D’altra parte, ha notato Falsaperna, “il G2G non può essere considerato come una norma isolata, ma come un sistema di norme correlate che devono regolare i diversi ambienti in cui operiamo, a livello nazionale e internazionale”, a partire dal contesto dell’Unione europea, che presenta vincoli da dover attenzionare. L’approccio è quello della strategia-Paese per sostenere l’export di un settore strategico. “Il G2G – ha aggiunto il generale – è un insieme di comportamenti che tutte le componenti del sistema-Paese devono tenere per far sì che si vada nella stessa direzione”.

- **Contenuto dei dati**
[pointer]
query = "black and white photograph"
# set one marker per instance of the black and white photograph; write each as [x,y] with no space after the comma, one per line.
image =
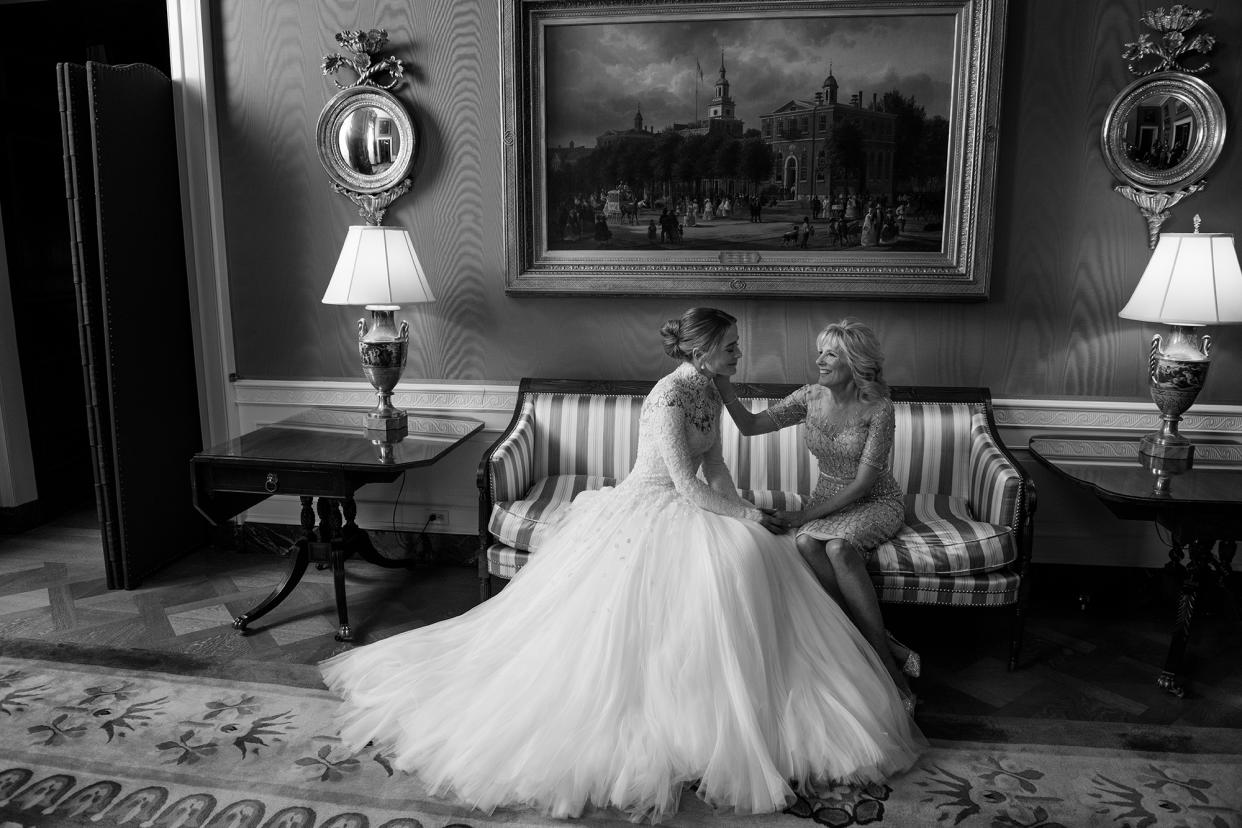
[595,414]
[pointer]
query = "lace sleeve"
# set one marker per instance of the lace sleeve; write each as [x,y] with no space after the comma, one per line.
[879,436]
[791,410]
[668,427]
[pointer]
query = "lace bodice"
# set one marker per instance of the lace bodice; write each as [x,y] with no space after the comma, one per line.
---
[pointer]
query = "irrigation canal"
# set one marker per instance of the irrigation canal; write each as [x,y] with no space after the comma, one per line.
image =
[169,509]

- **La richiesta**
Nel passo fornito, come che cosa non può essere considerato il G2G secondo Falsaperna?

- **In risposta**
Come una norma isolata: va inteso come un sistema di norme correlate.